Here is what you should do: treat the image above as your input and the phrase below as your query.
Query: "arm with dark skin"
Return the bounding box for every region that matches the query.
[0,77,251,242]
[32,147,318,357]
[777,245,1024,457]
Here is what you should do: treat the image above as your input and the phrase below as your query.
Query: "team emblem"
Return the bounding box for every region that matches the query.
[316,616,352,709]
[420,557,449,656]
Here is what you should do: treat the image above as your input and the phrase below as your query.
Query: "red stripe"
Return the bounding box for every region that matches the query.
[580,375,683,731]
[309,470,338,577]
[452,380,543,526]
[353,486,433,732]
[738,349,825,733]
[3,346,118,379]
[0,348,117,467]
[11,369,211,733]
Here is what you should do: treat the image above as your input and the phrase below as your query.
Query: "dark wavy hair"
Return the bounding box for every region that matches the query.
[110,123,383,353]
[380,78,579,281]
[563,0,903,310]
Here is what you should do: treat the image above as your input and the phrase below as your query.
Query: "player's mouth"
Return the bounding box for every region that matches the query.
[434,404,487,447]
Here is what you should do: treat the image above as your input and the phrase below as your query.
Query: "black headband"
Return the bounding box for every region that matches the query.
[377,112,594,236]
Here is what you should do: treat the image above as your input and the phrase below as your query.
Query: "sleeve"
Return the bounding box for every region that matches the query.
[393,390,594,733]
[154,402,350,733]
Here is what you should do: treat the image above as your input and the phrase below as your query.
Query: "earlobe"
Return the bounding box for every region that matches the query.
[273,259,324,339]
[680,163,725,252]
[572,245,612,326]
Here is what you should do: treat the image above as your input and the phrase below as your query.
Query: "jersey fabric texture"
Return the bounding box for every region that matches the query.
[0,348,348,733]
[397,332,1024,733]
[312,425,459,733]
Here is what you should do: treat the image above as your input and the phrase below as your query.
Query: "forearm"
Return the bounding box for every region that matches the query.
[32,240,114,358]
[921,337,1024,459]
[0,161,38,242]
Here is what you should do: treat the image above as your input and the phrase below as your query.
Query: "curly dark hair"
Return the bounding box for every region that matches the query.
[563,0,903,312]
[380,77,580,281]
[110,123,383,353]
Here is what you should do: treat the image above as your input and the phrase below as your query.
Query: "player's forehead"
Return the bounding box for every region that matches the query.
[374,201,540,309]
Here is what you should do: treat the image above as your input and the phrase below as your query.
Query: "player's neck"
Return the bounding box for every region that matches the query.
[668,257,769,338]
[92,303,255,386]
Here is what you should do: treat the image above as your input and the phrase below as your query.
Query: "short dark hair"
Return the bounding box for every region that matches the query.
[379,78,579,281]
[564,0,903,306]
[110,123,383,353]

+--

§ **Task prompt**
Please put all the lines above into a JSON list of strings, with one string for each line and any blank lines left out.

§ **Answer below**
[
  "Here is what you should do: treat the image above as your input and the phrase below as your query.",
  "Query: \"arm with dark skin\"",
  "Return the bounding box for every region that matches the query.",
  "[0,77,251,242]",
  "[32,147,318,357]",
  "[777,245,1024,457]",
  "Here is what you should do: treat the image above as your input and the phrase below as your query.",
  "Query: \"team emblem\"",
  "Return the bounding box for every region that matches the query.",
  "[316,616,352,709]",
  "[420,557,449,656]",
  "Here is what you should do: treat the image above as your input and the phrase below as your query.",
  "Query: \"red stripe\"",
  "Return the bounding box for every region that matches the query.",
  "[580,375,683,731]",
  "[309,470,338,577]",
  "[452,380,543,526]",
  "[353,486,433,732]",
  "[738,349,825,733]",
  "[3,346,118,379]",
  "[0,348,117,467]",
  "[11,369,211,733]",
  "Here is what you should do: treat the image above as your input and the phrase below as your query.",
  "Query: \"dark wavy hair\"",
  "Return the bounding box for every region that matches the query.",
  "[110,123,383,353]",
  "[380,78,579,281]",
  "[563,0,903,310]",
  "Here is what you should do: treat the image above as your input and the phrase below as your query.",
  "Query: \"player's mouth\"",
  "Return the bounding box for every region that matches the query.",
  "[434,404,487,447]",
  "Here is what you should do: treat the image above as your input and the phrase below as your query.",
  "Query: \"black headband\"",
  "Return the bounding box for every region that matches the query.",
  "[377,112,594,236]",
  "Here is what you should do: treat the image above as your input and the phrase below as your query.",
  "Query: \"sleeve\"",
  "Return the bounding box for every region that matches the query.",
  "[393,390,594,733]",
  "[154,402,350,733]",
  "Here is what you should do: treat the image above as your input and the phrase below as your query.",
  "Query: \"earlobe\"",
  "Return the bounding box for every region that matches the query.",
  "[273,259,324,339]",
  "[680,163,725,252]",
  "[572,245,612,326]",
  "Here is what you should do: treat the image above as your input and the phrase below as your query.",
  "Query: \"jersey fabric texture\"",
  "Return the bounding box for every region that matches the query.",
  "[0,348,348,733]",
  "[397,332,1024,733]",
  "[312,425,459,733]",
  "Here is what you should do: treat the image above as your input and the phrase below as your query.",
  "Query: \"forearm\"",
  "Return the bounding box for every region that matches the query.",
  "[32,240,114,358]",
  "[921,337,1024,459]",
  "[0,161,38,242]",
  "Here is what you should do: treat the image above as your input and the phrase below as your query.",
  "Query: \"curly dark hair\"",
  "Return the bounding box for every region that matches the query.",
  "[563,0,903,312]",
  "[380,77,580,281]",
  "[110,123,383,353]",
  "Here is what you should do: treat the image above as your input and the phrase below as your query.",
  "Query: \"player's forehead\"",
  "Return the bounding box for every region that matches the query.",
  "[374,201,540,309]",
  "Here is what you should do: treat the image above as your input and the phrase below as your query.",
  "Query: \"player's neck\"",
  "Return the bounding box for every region that matches the query.",
  "[668,257,769,338]",
  "[92,303,255,386]",
  "Here is what you should do: treat the image above as your input and the phrase below as your query.",
  "Query: \"short dark hair\"",
  "Return the bounding box for every region that matches the query.",
  "[379,78,579,281]",
  "[564,0,903,306]",
  "[110,123,383,353]"
]